### Verilen metin
○ ○ ○ ○
Arjantin Dışişleri Bakanı Diana Mondino, Brezilya Devlet Başkanı Luiz Inacio Lula da Silva'nın Birleşmiş Milletler (BM) sisteminin artık küresel meydan okumalara yeterince cevap üretemediği yönündeki açıklamalarına destek verdiğini söyledi.
Mondino, 79. BM Genel Kurul toplantıları kapsamında düzenlenen G20 Dışişleri Bakanları Toplantısı'nda konuştu.
Lula'nın BM yapısının gözden geçirilmesi önerisine katıldığını dile getiren Mondino, "Veto yetkisi savaş suçları veya zulüm içeren bazı özel durumlarda kullanılamamalı." dedi.
Mondino, veto yetkisinin yeniden düşünülüp değerlendirilmesi gerektiğini, BM Güvenlik Konseyinin çok sayıda katılımcısı bulunduğunu ve ortak bir anlaşmaya varmanın da bu sistem içinde çok zor olduğunu ifade etti.
Japonya Dışişleri Kıdemli Bakan Yardımcısı Akahori Takeşi, uluslararası toplumun karşı karşıya olduğu sorunların çözümü için Birleşmiş Milletler'de (BM) "reform"a işaret ederek, G20 ülkelerinin buna yönelik momentumu desteklemesi gerektiğini söyledi.
Akahori Takeshi, BM 79. Genel Kurul toplantıları kapsamında düzenlenen G20 Dışişleri Bakanları Toplantısında konuştu.
○ ○ ○ ○
### Görev 1
Verilen metinde adı geçen ülkelerin hepsini sıralayın.
### Görev 2
Verilen metne göre Japonya Dışişleri Kıdemli Bakan Yardımcısı, BM'de reformu hangi amaçla gerekli görüyor? Bir veya iki cümleyle açıklayın.
### Görev 3
Lütfen verilen metindeki "Mondino, veto yetkisinin" diye başlayan paragrafı madde listesi hâline getirin.
Kayıtlar başka bir kaynaktan alınmıştır.

Ham kayıtlar:
○ ○ ○ ○
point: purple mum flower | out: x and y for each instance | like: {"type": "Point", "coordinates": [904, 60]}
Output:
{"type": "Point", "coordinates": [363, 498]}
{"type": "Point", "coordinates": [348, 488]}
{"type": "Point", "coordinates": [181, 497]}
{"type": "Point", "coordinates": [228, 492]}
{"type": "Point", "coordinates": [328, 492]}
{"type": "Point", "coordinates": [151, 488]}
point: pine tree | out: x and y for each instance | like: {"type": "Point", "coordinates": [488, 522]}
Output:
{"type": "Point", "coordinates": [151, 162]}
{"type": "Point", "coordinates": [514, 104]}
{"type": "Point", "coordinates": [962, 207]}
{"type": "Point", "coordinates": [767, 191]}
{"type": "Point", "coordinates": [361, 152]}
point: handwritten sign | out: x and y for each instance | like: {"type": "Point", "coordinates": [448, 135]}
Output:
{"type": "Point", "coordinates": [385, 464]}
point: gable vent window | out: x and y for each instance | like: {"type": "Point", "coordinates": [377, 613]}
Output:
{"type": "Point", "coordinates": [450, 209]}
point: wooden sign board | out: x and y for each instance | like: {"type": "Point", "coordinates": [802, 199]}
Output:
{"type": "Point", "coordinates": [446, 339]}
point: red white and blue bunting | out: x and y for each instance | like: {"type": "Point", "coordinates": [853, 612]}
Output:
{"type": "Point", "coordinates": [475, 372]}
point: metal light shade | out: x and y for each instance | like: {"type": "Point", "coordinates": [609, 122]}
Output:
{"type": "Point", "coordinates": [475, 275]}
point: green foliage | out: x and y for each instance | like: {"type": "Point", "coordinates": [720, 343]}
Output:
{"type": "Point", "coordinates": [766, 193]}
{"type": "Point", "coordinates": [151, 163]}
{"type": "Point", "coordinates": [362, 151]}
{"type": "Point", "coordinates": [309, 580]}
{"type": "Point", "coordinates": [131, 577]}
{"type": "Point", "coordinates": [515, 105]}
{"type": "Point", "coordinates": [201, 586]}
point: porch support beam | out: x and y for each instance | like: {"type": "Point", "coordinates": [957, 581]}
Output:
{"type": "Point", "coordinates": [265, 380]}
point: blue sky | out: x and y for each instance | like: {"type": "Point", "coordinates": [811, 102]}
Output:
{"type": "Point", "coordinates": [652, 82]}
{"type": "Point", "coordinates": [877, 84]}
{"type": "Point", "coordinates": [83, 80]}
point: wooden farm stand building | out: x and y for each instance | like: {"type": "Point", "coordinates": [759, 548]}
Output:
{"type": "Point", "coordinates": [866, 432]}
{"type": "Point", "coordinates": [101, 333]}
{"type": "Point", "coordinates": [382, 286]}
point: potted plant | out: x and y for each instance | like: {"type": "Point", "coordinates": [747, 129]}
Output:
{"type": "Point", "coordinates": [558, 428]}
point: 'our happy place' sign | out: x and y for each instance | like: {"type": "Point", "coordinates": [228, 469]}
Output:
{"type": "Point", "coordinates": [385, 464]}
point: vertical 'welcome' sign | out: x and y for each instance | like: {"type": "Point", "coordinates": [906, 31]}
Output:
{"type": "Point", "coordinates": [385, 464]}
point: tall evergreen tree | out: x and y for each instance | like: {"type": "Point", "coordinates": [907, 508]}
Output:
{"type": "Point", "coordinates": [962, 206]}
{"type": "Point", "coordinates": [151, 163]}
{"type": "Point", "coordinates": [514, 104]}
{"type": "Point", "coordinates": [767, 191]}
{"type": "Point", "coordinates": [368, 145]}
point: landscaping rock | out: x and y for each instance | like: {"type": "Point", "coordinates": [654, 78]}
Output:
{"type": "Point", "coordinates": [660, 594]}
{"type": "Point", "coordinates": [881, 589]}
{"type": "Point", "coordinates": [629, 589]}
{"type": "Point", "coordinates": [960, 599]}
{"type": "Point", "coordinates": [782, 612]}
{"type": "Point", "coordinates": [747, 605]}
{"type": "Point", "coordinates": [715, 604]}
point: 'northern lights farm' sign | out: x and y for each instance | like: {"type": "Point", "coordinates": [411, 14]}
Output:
○ ○ ○ ○
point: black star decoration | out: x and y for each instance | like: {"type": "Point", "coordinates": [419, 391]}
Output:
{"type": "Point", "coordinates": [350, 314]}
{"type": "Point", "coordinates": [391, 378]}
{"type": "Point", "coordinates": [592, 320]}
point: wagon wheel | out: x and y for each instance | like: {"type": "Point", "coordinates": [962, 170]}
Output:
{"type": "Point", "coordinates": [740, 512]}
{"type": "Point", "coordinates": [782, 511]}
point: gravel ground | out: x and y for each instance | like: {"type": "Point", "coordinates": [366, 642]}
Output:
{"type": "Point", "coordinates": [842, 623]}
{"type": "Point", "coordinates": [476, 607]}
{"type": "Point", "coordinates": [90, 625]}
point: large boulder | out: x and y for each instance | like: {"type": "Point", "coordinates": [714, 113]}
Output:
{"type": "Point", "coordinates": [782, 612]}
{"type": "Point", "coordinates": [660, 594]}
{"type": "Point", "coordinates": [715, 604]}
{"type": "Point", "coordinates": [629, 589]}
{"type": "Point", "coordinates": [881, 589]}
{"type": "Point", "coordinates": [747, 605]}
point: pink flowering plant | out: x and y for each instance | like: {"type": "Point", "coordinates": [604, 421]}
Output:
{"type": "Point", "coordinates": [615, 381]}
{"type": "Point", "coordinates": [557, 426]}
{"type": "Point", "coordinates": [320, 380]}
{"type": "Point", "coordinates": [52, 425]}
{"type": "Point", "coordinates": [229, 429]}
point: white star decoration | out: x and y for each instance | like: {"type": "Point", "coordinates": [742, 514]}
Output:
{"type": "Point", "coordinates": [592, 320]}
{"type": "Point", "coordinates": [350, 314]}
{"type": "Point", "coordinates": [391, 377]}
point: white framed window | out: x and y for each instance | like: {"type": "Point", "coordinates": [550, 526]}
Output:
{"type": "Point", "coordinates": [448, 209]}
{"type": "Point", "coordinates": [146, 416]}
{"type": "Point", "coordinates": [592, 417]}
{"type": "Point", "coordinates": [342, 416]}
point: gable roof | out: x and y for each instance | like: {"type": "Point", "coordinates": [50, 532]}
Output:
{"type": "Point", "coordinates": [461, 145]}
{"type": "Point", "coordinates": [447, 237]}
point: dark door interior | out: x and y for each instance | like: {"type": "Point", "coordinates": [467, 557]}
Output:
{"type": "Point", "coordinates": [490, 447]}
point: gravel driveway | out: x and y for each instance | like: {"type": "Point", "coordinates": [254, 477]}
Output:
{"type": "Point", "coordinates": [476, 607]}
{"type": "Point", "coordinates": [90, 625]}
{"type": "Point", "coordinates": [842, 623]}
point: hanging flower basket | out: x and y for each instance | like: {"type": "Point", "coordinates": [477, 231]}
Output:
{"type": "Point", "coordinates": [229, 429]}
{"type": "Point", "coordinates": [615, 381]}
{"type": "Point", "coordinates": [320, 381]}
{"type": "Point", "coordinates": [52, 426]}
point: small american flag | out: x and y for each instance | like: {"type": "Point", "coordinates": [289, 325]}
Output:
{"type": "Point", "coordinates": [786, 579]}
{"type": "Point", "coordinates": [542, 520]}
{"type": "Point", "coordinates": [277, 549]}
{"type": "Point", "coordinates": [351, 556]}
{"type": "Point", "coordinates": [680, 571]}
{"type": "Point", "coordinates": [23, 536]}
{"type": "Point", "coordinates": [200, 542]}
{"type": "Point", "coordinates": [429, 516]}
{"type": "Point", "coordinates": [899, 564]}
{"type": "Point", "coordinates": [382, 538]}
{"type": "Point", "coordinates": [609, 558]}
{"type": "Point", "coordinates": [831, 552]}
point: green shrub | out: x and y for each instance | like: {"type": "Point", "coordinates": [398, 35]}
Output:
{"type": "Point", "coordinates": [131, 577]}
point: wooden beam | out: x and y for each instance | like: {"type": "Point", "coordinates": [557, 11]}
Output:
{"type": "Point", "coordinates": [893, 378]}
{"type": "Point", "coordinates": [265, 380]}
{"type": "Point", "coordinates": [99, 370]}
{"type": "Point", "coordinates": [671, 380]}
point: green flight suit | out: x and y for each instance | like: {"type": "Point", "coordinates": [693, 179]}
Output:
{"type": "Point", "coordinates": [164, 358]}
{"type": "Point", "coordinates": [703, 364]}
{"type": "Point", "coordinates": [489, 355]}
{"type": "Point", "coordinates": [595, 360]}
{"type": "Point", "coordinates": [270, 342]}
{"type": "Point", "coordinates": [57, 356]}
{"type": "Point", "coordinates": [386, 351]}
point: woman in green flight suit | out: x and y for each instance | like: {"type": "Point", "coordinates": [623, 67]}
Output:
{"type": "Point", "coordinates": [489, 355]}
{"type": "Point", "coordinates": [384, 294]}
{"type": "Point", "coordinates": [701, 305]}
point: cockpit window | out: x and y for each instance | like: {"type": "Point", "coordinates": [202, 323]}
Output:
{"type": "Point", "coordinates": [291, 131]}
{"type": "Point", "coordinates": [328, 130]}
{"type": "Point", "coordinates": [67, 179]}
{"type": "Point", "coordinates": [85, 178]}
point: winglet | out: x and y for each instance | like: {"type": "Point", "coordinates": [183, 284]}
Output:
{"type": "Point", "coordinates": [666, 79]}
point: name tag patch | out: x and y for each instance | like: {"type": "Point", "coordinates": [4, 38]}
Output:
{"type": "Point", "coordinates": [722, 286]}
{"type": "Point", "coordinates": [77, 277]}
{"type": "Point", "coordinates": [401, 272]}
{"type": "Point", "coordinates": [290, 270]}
○ ○ ○ ○
### Doğru yanıt 1
Arjantin, Brezilya, Japonya

### Doğru yanıt 2
Japonya Dışişleri Kıdemli Bakan Yardımcısı, BM'de reforma uluslararası toplumun karşı karşıya olduğu sorunların çözümü için işaret etmiştir. Bu nedenle G20 ülkelerinin reforma yönelik momentumu desteklemesi gerektiğini söylemiştir.

### Doğru yanıt 3
- Mondino'ya göre veto yetkisi yeniden düşünülüp değerlendirilmeli.
- BM Güvenlik Konseyinin çok sayıda katılımcısı var.
- Bu sistem içinde ortak bir anlaşmaya varmak çok zor.